--- TEXTE PROPOSÉ ---
Revenir sur les acquis sociaux pour créer des emplois (Ou le pas si nouveau plan du MEDEF pour relancer l'économie)

Le MEDEF a été décrié il y a quelques semaines pour les propositions qu’il a faites récemment pour créer 1 000 000 d’emplois. Parmis les propositions décriées il y a :

  • retarder l’âge de départ à la retraite,
  • renégocier la valeur du SMIC,
  • supprimer deux jours feriés par an,
  • revenir sur les 35 heures, au moins en partie.

La logique du MEDEF se comprend assez bien et ce dernier l’avoue lui-même :

Avec une logique simple : tout ce qui est bon pour la compétitivité des entreprises est bon pour l’emploi et pour nos salariés, donc bon pour la France. Avec également une équation désormais implacable qui découle de la surfiscalité de notre pays :
→ Chaque cotisation nouvelle sur les entrerises entraine du chômage.
→ Chaque contrainte nouvelle sur les entreprises entraine du chômage.
→ Chaque taxe nouvelle sur les entreprises entraine du chômage.

Les atrocités typographiques sont d’origine. M’voyez, Messieurs, Dames ! L’économie, c’est simple comme un sophisme !

Oui mais non…

Attardons-nous un peu sur le sophisme, justement. Il est assez incroyable que ce type de sophisme, appelé syllogisme — alors qu’il est connu depuis l’Antiquité — puisse encore fonctionner… Qu’apprend-t-on aux lycéens en cours de philo, non d’une pipe à crack !

Bon, petit cours : le syllogisme repose sur trois éléments : deux prémisses — une majeure et une mineure — et une conclusion. La majeure est supposée vraie, si la mineure est aussi vraie et qu’elle implique la majeure, alors la conclusion est vraie. Cas d’école :

  • toutes les chèvres ont une barbe (majeure),
  • or Aristote a une barbe (mineure),
  • donc Aristote est une chèvre (conclusion).

Wait…

Le problème des syllogismes, c’est qu’il y a un trou béant dedans : celui de croire que si deux propositions sont vraies, elles sont liées… Ici, les deux prémisses sont vraies, mais n’indiquent rien en soit. Pourquoi ? Parce que si toutes les chèvres ont une barbe, tous les animaux à barbes ne sont pas des chèvres… Il pourrait donc être correct de dire que si Aristote est une chèvre, compte tenu que toutes les chèvres ont une barbe, Aristote possède une barbe… Par contre, la contraposée est fausse…

Passons au syllogisme du MEDEF :

  • ce qui est bon pour la compétitivité des entreprises est bon pour l’emploi (majeure),
  • or, ce qui est bon pour l’emploi est bon pour les salariés (mineure),
  • donc c’est bon pour la France (conclusion).
--- DONNÉES FOURNIES ---
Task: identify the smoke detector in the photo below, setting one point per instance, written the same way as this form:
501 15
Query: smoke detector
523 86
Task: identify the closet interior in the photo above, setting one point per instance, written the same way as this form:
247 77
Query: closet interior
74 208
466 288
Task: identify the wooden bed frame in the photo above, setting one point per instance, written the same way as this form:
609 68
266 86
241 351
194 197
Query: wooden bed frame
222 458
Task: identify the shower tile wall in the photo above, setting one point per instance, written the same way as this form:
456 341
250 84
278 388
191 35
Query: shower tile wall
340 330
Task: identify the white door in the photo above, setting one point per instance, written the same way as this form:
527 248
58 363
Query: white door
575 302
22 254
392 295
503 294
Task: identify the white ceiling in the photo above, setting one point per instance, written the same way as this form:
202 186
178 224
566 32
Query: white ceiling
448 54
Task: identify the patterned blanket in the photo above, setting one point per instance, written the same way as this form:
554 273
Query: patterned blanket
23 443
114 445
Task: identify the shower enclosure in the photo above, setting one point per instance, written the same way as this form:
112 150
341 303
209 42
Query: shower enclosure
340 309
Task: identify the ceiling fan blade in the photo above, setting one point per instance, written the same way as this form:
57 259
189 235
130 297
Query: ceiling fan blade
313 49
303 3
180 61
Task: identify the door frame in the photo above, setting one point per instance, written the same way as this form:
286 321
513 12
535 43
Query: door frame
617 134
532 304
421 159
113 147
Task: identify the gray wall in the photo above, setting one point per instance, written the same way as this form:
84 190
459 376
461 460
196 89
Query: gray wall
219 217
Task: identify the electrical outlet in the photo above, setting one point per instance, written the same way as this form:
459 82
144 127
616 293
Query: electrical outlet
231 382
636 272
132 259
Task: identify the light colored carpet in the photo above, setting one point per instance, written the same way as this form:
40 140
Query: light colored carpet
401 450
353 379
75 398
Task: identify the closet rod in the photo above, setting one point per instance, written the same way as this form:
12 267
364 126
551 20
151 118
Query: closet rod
---
TRAVAIL À EFFECTUER:
1. D'après le texte sur le plan du MEDEF, combien d'emplois les propositions de l'organisation prétendaient-elles créer ?
2. Poursuivez le texte sur le plan du MEDEF à la suite de sa dernière phrase.
La liste n'a aucune incidence sur ce qui est demandé ici.

RÉPONSES AUX CONSIGNES:
1. 1 000 000 d'emplois.

2.
Ok, là, le syllogisme pèche par excès de zèle puisqu’il est faux sur toute la longueur.

La majeure

Prenons comme définition de la compétitivité, l’ensemble des éléments qui permettent à une entreprise de produire plus de produits à vendre pour moins cher. J’ai ressorti mes cours de finances rien que pour vous ! Il y a globalement 2 postes de dépenses pour une entreprise :

  • les charges fixes,
  • les charges variables.

Les charges fixes sont les charges qui n’augmentent pas en proportion de la production. Par exemple : le loyer des bâtiment, qui ne changera pas à moins que l’entreprise n’augmente radicalement sa production au point de nécessiter un nouveau site de production. On n’est donc pas du tout dans du proportionnel.

Les charges variables sont celles qui varient en proportion de la production (logique !) comme les matières premières ou la main d’oeuvre. Les charges variables sont les plus faciles à manipuler, évidemment. Si vous voulez vendre deux fois plus d’iBidule, à 10% moins cher, il est assez logique que vous souhaitiez faire baisser le coût des matières premières de 10% que d’essayer de grater ces 10% sur votre prochain bail…

Et le plus facile à faire descendre c’est… le coût du travail ! Bah oui ! Sauf que…

Sauf qu’il y a deux manières de baisser le coût du travail : baisser les salaires et les charges sociales associées ou… automatiser pour ne plus avoir à payer de salaires… Et quand on sait que 47% des emplois dans le monde seraient automatisables d’ici 20 ans….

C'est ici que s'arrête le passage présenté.